What the task requires = For each line below that holds "area", return the line as it stands.
START Data records
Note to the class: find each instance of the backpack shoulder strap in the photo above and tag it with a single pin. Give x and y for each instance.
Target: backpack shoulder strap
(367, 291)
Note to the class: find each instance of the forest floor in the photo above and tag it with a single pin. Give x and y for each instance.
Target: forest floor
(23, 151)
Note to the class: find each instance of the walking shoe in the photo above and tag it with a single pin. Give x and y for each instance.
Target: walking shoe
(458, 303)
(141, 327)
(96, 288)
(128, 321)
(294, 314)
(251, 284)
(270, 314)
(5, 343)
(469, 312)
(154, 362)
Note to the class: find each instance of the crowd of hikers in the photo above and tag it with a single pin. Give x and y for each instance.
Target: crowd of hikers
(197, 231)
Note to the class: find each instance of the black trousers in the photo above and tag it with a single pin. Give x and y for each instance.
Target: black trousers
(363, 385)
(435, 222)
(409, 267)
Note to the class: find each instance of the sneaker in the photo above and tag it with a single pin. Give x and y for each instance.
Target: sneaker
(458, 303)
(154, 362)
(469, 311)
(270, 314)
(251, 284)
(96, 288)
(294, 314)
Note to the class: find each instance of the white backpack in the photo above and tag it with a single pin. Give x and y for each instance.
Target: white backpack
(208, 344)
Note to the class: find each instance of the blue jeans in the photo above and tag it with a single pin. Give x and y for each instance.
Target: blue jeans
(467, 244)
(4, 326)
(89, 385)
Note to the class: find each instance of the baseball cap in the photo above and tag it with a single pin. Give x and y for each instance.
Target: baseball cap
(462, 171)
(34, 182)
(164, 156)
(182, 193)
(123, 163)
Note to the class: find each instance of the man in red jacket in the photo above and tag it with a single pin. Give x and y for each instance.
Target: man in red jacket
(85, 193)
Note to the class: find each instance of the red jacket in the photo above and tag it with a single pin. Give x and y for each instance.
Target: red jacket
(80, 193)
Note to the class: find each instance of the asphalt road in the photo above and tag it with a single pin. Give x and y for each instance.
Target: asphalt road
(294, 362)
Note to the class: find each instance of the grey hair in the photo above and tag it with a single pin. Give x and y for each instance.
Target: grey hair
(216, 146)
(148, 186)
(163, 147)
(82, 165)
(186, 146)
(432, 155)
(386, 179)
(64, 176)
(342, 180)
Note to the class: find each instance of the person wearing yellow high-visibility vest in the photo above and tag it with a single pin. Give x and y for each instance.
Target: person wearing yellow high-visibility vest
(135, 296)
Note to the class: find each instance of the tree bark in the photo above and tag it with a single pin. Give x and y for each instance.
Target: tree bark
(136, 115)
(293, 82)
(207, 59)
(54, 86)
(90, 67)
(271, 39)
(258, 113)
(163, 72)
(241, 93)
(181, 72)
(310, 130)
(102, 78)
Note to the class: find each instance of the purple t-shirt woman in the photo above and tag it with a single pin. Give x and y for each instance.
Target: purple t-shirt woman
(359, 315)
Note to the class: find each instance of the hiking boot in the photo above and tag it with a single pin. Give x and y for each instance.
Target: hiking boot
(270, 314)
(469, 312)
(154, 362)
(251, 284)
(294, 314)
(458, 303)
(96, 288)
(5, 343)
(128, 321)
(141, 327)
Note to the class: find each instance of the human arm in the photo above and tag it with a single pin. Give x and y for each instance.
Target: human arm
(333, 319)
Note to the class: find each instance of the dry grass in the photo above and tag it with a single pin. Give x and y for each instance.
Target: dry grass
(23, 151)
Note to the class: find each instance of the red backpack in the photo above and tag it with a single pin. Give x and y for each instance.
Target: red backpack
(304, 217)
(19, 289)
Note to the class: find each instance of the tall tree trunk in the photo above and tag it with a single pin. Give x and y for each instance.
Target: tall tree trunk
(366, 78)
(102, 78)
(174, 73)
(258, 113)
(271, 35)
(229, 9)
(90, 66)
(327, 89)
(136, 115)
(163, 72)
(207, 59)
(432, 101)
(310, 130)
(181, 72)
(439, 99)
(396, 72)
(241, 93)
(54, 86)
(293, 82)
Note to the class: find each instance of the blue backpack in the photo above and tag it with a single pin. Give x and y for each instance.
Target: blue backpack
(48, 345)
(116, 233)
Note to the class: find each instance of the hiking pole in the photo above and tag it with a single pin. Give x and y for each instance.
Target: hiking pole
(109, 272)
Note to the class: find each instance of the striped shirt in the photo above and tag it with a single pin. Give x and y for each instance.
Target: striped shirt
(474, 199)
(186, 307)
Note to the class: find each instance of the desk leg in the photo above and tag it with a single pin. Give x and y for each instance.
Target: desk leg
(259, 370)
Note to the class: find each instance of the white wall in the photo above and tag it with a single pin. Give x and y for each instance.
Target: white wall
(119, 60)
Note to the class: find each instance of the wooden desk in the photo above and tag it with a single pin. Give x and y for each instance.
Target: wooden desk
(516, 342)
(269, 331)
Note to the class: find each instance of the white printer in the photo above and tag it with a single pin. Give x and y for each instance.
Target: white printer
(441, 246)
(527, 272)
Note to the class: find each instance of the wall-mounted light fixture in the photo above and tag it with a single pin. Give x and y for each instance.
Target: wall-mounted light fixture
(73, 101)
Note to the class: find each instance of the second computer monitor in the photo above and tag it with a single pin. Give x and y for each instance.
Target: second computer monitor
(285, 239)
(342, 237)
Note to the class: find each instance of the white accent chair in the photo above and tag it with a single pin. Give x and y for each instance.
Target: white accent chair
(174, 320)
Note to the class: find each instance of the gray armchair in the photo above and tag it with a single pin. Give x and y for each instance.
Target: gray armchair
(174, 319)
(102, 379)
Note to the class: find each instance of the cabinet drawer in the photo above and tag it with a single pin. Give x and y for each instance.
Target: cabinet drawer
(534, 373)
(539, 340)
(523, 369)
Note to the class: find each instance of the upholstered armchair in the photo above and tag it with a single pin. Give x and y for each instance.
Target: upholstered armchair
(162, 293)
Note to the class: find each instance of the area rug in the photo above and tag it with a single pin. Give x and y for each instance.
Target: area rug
END Data records
Problem solution =
Note to the class: find each instance of the area rug in the photo above and tag it with a single pin. Give x and y for each instance.
Target: area rug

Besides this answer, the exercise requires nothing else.